> **Task brief**
Please return each record exactly as it stands.

[[ Record excerpts, beginning ]]

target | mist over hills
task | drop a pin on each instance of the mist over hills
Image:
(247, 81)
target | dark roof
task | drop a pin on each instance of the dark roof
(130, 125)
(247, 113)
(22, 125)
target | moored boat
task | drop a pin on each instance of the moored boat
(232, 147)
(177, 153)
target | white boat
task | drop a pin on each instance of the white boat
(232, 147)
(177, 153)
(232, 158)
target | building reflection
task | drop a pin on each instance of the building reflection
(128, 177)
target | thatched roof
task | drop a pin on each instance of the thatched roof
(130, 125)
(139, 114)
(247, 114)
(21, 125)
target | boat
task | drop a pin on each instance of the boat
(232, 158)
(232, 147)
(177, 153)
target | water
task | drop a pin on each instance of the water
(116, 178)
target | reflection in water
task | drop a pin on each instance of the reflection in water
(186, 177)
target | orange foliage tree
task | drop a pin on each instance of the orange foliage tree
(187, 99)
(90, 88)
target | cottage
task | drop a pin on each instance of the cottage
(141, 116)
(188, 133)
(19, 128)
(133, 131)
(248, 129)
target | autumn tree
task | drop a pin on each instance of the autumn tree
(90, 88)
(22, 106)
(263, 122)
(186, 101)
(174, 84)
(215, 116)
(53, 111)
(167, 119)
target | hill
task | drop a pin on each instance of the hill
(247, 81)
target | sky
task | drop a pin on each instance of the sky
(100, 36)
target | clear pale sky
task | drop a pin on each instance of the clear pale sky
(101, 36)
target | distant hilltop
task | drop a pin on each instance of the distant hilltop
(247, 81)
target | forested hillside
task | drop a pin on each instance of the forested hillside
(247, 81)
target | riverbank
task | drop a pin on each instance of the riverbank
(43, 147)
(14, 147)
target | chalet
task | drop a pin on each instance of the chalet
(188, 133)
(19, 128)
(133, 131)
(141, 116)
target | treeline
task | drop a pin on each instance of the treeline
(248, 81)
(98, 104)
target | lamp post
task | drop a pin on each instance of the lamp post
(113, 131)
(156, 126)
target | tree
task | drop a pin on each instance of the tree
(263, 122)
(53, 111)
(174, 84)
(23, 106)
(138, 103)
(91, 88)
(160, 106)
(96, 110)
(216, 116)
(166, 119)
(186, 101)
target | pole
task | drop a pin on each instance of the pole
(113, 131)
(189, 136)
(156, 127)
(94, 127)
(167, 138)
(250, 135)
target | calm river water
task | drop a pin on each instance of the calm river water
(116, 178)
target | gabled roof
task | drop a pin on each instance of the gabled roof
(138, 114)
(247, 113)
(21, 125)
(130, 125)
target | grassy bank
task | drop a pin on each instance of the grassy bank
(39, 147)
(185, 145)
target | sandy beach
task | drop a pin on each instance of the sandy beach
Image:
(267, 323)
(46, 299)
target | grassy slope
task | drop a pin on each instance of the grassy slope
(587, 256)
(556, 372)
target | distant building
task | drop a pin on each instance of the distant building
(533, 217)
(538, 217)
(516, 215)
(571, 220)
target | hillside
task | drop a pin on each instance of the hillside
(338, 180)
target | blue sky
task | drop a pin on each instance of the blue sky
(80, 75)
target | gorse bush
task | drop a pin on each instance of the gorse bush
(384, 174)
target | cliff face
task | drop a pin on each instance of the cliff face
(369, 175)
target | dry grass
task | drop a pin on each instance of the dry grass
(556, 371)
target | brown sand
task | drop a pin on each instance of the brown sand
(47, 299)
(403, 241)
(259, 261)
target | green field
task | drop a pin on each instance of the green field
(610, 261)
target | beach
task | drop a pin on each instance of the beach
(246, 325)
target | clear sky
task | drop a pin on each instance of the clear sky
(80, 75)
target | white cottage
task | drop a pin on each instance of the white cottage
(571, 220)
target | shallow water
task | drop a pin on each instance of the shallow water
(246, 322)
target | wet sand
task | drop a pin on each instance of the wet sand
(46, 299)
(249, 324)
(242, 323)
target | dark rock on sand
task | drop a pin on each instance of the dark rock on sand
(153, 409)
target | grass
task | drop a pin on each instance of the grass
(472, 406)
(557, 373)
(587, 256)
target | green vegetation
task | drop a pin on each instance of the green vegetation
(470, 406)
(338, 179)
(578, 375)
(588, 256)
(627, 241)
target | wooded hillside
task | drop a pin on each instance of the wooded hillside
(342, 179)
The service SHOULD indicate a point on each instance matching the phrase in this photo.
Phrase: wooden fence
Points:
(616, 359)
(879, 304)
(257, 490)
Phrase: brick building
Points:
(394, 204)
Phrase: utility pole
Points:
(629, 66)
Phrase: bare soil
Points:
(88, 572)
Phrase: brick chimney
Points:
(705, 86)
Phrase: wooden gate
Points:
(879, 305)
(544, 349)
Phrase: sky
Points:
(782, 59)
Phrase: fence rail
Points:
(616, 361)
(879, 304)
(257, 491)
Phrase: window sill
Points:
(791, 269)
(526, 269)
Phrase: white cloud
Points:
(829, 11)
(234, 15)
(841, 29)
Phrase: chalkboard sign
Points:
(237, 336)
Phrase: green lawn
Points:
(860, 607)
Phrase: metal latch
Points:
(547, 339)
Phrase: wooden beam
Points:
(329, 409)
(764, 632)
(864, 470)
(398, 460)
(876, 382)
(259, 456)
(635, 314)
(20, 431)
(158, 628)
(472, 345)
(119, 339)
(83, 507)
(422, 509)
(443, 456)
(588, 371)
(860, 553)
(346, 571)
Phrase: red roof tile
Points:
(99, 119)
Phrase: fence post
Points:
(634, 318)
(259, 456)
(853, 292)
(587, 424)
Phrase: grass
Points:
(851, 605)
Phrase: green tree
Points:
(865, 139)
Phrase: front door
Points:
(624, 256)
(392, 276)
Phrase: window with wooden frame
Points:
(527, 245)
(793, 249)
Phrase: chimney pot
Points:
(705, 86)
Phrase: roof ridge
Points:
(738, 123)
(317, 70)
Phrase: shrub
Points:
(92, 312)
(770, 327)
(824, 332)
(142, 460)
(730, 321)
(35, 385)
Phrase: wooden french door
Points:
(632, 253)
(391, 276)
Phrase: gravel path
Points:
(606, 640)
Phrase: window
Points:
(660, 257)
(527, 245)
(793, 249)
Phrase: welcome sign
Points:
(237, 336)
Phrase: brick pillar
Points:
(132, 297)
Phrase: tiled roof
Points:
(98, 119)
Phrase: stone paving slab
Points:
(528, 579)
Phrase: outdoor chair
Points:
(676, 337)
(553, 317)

[[ Record excerpts, end ]]

> **Completed task**
target | mist over hills
task | drop a pin on each instance of the mist over hills
Image:
(247, 81)
target | dark roof
task | drop a pin on each instance of the dark roof
(130, 125)
(247, 113)
(22, 125)
target | moored boat
task | drop a pin on each instance of the moored boat
(232, 147)
(177, 153)
target | white boat
task | drop a pin on each instance of the white boat
(232, 147)
(177, 153)
(232, 158)
target | building reflection
task | drop a pin on each instance of the building reflection
(128, 177)
target | thatched roof
task | drop a pin on each instance of the thatched roof
(130, 125)
(139, 114)
(247, 114)
(21, 125)
target | boat
task | drop a pin on each instance of the boat
(232, 158)
(232, 147)
(177, 153)
target | water
task | drop a pin on each instance of the water
(116, 178)
target | reflection in water
task | drop a pin on each instance of the reflection in water
(186, 177)
target | orange foliage tree
task | drop a pin on each instance of the orange foliage tree
(187, 99)
(90, 88)
target | cottage
task | drop a pin on each instance of the cottage
(141, 116)
(188, 133)
(19, 128)
(133, 131)
(248, 129)
target | autumn tree
task | drop a pin on each instance of the autumn tree
(90, 88)
(22, 106)
(263, 122)
(186, 101)
(174, 84)
(215, 116)
(53, 111)
(167, 119)
target | hill
task | drop a pin on each instance of the hill
(247, 81)
target | sky
task | drop a pin on each instance of the sky
(100, 36)
target | clear pale sky
task | drop a pin on each instance of the clear pale sky
(101, 36)
target | distant hilltop
task | drop a pin on each instance of the distant hilltop
(247, 81)
target | forested hillside
task | drop a pin on each instance of the forested hillside
(247, 81)
target | riverbank
task | drop a pin on each instance of the riverbank
(43, 147)
(14, 147)
target | chalet
task | drop a pin on each instance of the chalet
(188, 133)
(19, 128)
(133, 131)
(141, 116)
target | treeline
task | drop a pin on each instance of the treeline
(248, 81)
(98, 104)
target | lamp post
task | drop a pin on each instance of the lamp post
(113, 131)
(156, 126)
target | tree
task | drop a pin on each instance of the tree
(263, 122)
(53, 111)
(174, 84)
(23, 106)
(138, 103)
(91, 88)
(160, 106)
(96, 110)
(216, 116)
(166, 119)
(186, 101)
target | pole
task | drop a pin on each instance of the pole
(113, 131)
(189, 136)
(156, 127)
(94, 127)
(167, 138)
(250, 135)
target | calm river water
task | drop a pin on each instance of the calm river water
(116, 178)
target | gabled roof
task | drop a pin on each instance of the gabled roof
(138, 114)
(247, 113)
(21, 125)
(130, 125)
target | grassy bank
task | drop a pin on each instance of the grassy bank
(39, 147)
(185, 145)
target | sandy beach
task | drop a pin on each instance of the sandy beach
Image:
(267, 323)
(46, 299)
target | grassy slope
task | drop a pin on each instance of the grassy slope
(587, 256)
(556, 372)
target | distant building
task | drop a pin on each instance of the distant building
(533, 217)
(538, 217)
(516, 215)
(571, 220)
target | hillside
task | drop a pin on each instance of the hillside
(338, 180)
target | blue sky
task | drop a pin on each instance of the blue sky
(80, 75)
target | gorse bush
task | drop a pin on each instance of the gorse bush
(384, 174)
target | cliff face
task | drop a pin on each instance of the cliff face
(369, 175)
target | dry grass
task | drop a pin on each instance of the dry grass
(556, 371)
target | brown sand
task | drop a pin on each instance of the brown sand
(47, 299)
(403, 241)
(259, 261)
target | green field
task | drop a pin on each instance of the green field
(610, 261)
target | beach
task | drop a pin on each instance of the beach
(246, 325)
target | clear sky
task | drop a pin on each instance of the clear sky
(80, 75)
target | white cottage
task | drop a pin on each instance of the white cottage
(571, 220)
target | shallow water
task | drop a pin on each instance of the shallow water
(246, 322)
target | wet sand
task | drop a pin on each instance of the wet sand
(46, 299)
(249, 324)
(242, 323)
target | dark rock on sand
task | drop a pin on each instance of the dark rock on sand
(153, 409)
target | grass
task | drop a pin on each instance of the grass
(472, 406)
(557, 373)
(587, 256)
target | green vegetation
task | drop a pin on each instance of the green vegetation
(470, 406)
(338, 179)
(578, 375)
(588, 256)
(627, 241)
target | wooded hillside
task | drop a pin on each instance of the wooded hillside
(342, 179)
The service SHOULD indicate a point on each instance matching the phrase in this photo.
Phrase: wooden fence
Points:
(616, 359)
(879, 304)
(257, 490)
Phrase: brick building
Points:
(394, 204)
Phrase: utility pole
Points:
(629, 66)
Phrase: bare soil
Points:
(88, 572)
Phrase: brick chimney
Points:
(705, 86)
Phrase: wooden gate
Points:
(879, 305)
(544, 349)
Phrase: sky
Points:
(782, 59)
Phrase: fence rail
Points:
(616, 361)
(879, 304)
(257, 491)
Phrase: window sill
Points:
(791, 269)
(526, 269)
Phrase: white cloud
Points:
(829, 11)
(234, 15)
(841, 29)
Phrase: chalkboard sign
Points:
(237, 336)
Phrase: green lawn
Points:
(860, 607)
Phrase: metal latch
Points:
(547, 339)
Phrase: wooden beam
Points:
(329, 409)
(764, 632)
(864, 470)
(398, 460)
(876, 382)
(259, 456)
(635, 314)
(20, 431)
(158, 628)
(472, 345)
(119, 339)
(83, 507)
(422, 509)
(443, 456)
(588, 371)
(860, 553)
(346, 571)
Phrase: red roof tile
Points:
(99, 119)
Phrase: fence post
Points:
(634, 318)
(259, 456)
(853, 292)
(587, 424)
Phrase: grass
Points:
(851, 605)
Phrase: green tree
Points:
(865, 139)
Phrase: front door
Points:
(624, 256)
(392, 276)
Phrase: window with wooden frame
Points:
(527, 245)
(793, 249)
Phrase: chimney pot
Points:
(705, 86)
Phrase: roof ridge
Points:
(738, 123)
(317, 70)
Phrase: shrub
Points:
(92, 312)
(770, 327)
(824, 332)
(142, 460)
(730, 321)
(35, 385)
Phrase: wooden french door
Points:
(632, 253)
(391, 276)
Phrase: gravel path
Points:
(606, 640)
Phrase: window
Points:
(660, 257)
(527, 245)
(793, 249)
Phrase: welcome sign
Points:
(237, 336)
Phrase: brick pillar
Points:
(132, 297)
Phrase: tiled roof
Points:
(98, 119)
Phrase: stone paving slab
Points:
(528, 579)
Phrase: outdoor chair
Points:
(676, 337)
(553, 317)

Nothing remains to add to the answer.